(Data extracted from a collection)
-.-.-
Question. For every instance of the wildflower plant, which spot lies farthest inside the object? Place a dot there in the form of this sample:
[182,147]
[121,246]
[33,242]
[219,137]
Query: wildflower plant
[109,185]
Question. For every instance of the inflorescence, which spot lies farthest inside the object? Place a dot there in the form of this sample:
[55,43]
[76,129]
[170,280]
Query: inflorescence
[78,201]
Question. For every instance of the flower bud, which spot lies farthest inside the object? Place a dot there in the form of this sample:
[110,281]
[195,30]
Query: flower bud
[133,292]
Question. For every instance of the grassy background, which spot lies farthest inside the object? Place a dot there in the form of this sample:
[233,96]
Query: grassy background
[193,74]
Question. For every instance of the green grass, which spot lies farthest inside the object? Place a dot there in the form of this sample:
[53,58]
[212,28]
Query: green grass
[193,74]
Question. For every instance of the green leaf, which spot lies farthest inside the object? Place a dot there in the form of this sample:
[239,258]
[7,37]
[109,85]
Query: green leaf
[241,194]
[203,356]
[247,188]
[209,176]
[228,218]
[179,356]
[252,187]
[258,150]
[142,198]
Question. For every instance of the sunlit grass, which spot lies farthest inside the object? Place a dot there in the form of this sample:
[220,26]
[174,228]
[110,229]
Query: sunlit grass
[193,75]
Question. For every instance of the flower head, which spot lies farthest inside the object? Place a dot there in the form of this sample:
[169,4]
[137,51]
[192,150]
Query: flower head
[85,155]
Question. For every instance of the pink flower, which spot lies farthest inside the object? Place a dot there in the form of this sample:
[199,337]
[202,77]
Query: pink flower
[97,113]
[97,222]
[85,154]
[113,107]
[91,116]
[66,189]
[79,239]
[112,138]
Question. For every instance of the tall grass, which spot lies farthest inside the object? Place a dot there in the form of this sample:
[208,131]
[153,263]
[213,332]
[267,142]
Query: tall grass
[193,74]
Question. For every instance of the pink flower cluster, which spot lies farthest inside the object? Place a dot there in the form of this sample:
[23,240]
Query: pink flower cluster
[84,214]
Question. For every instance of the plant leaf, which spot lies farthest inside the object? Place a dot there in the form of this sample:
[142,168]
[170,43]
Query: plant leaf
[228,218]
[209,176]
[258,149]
-.-.-
--- Exercise brief ---
Write the records out once more, word for word.

--- Output for this task ---
Question. For every instance of the wildflower plant, which spot lies farthest inside the object? Place a dot there in the form of this sample:
[182,147]
[121,246]
[33,242]
[219,137]
Query: wildflower plant
[109,185]
Question. For every instance of the inflorescence, which spot lies farthest inside the object? Place a dot there in the form of this sample:
[55,43]
[76,129]
[170,280]
Query: inflorescence
[78,201]
Question. For every instance of the flower bud, which spot lies farthest inside the object? Place a dot there in the form of this sample:
[110,281]
[195,30]
Query: flower bud
[133,292]
Question. For every instance of the grassy background, which spot lies farthest inside the object? Place a dot there in the form of this sample:
[233,96]
Query: grassy background
[193,74]
Question. For every instance of the green grass, which spot lies farthest inside the object? Place a dot there in the form of this sample:
[53,58]
[212,28]
Query: green grass
[193,74]
Question. For every instance of the green leaf, which spot lies farthest inside the object? Place a dot there in the form of this sample:
[239,258]
[7,37]
[109,85]
Query: green leaf
[241,194]
[203,356]
[247,188]
[209,176]
[228,218]
[179,356]
[252,187]
[258,150]
[142,198]
Question. For every instance of the sunlit grass, which spot lies farthest inside the object? Place a dot there in the form of this sample:
[220,26]
[174,228]
[110,229]
Query: sunlit grass
[193,75]
Question. For every instance of the flower head, which spot lies farthest inside the object? Place a dot there in the form of this sample:
[169,4]
[137,51]
[192,150]
Query: flower head
[85,155]
Question. For every instance of the pink flower, which spot lies farthest inside the object? Place a dot there in the form of this sample:
[199,337]
[202,77]
Query: pink flower
[97,113]
[97,222]
[85,154]
[113,107]
[91,116]
[66,189]
[79,239]
[112,138]
Question. For every instance of the tall grass, which spot lies farthest inside the object? Place a dot there in the form of this sample:
[208,131]
[153,263]
[213,332]
[267,142]
Query: tall grass
[193,74]
Question. For every instance of the pink flower cluster, which spot lies farthest inside the object? Place a dot there in the form of this sample:
[23,240]
Query: pink flower cluster
[84,214]
Question. For every instance of the plant leaf, which spot lies farthest inside the object? Place a dot there in the form of this sample:
[142,168]
[170,43]
Query: plant leaf
[228,218]
[209,176]
[258,149]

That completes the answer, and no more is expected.